===== Extrait du document
L’intervention occidentale en Afghanistan, si elle a considérablement réduit les capacités d’Al Qaïda, a renforcé sa détermination à lutter et à frapper partout où cela serait possible. La nécessité s’est donc imposé de déléguer aux réseaux locaux la conduite des attentats. Cette stratégie s’est rapidement révélée payante en Indonésie grâce à la Jemaah Islamiya (JI) puis au Maroc en mai 2003.Parallèlement, l’invasion anglo-américaine de l’Irak a redonné au jihadisme une impulsion, probablement décisive. Comme dans les années ’80 et ’90, des réseaux se sont spontanément constitués afin d’envoyer des volontaires combattre en Irak, tandis que l’idéologie jihadiste redonnait à des groupes en perte de vitesse une légitimité qu’ils avaient perdue depuis des années. Les attentats d’Istanbul, de Madrid puis de Londres, ainsi que le retour du terrorisme en Egypte ou son émergence en Jordanie et surtout en Arabie saoudite, ont favorisé le repli stratégique d’Al Qaïda, qui, pour reprendre une expression des services de renseignement français, « avait rempli son rôle historique de déclencheur du jihad mondial ». Cet effacement opérationnel de l’organisation a cependant été également provoqué par le retrait progressif d’Oussama Ben Laden du processus décisionnel.

L’effacement de Ben Laden et le retour des idéologues

Traqué, malade – et désormais probablement mort, Oussama Ben Laden a été remplacé à la tête d’Al Qaïda par Ayman Al Zawahiry. Celui-ci, en raison de son histoire personnelle, a progressivement imprimé sa propre marque sur Al Qaïda.
==========
• Consigne écrite A: Modifiez les enregistrements ci-dessous : remplacez « cumulus cloud » par « cirrus cloud » et laissez tout le reste identique.
===== Entrées affichées
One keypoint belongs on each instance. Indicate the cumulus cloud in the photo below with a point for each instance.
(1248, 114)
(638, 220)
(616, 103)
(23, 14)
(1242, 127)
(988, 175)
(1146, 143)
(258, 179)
==========
• Consigne écrite B: Rédigez la suite de l'extrait sur Al Qaïda, en commençant juste après sa dernière phrase.

• Corrigé de l'exercice A:
One keypoint belongs on each instance. Indicate the cirrus cloud in the photo below with a point for each instance.
(1248, 114)
(638, 220)
(616, 103)
(23, 14)
(1242, 127)
(988, 175)
(1146, 143)
(258, 179)

• Corrigé de l'exercice B:
D’abord focalisé sur l’Irak, perçu comme le piège qui allait fonctionner là où celui tendu en Afghanistan avait échoué, l’idéologue égyptien a développé une rhétorique complexe inspirée aussi bien par l’islam radical que par une forme modernisée du panarabisme. Sa vision du monde, à la fois plus subtile et plus radicale que celle de Ben Laden, a permis la mobilisation de centaines de sympathisants dans le monde, en partie grâce à ses incessantes interventions télévisées. Surtout, l’impopularité croissante des Etats-Unis et de leurs alliés dans le monde arabo-musulman ont offert à Ayman Al Zawahiry l’occasion de mettre en pratique sa propre conception du jihad. Au lieu de mener seule une vaste campagne terroriste, au risque d’y prendre des coups sans pouvoir les rendre, la nouvelle direction d’Al Qaïda a choisi de revenir au rôle de structure de soutien logistique et idéologique de mouvements régionaux. Cette stratégie est particulièrement visible depuis plus de deux ans, avec l’adoubement du GSPC algérien, devenu Al Qaïda au Maghreb Islamique ou la réactivation d’Al Qaïda dans la Péninsule Arabique, issue de la fusion des cellules rescapées du jihad en Arabie saoudite et des réseaux présents en Yémen. La volonté de pousser les feux en Somalie mais aussi au Pakistan à la faveur des troubles graves qui secouent ces pays est considérée comme une menace majeure en raison de la capacité d’Al Qaïda à peser sur la ligne politique des insurgés.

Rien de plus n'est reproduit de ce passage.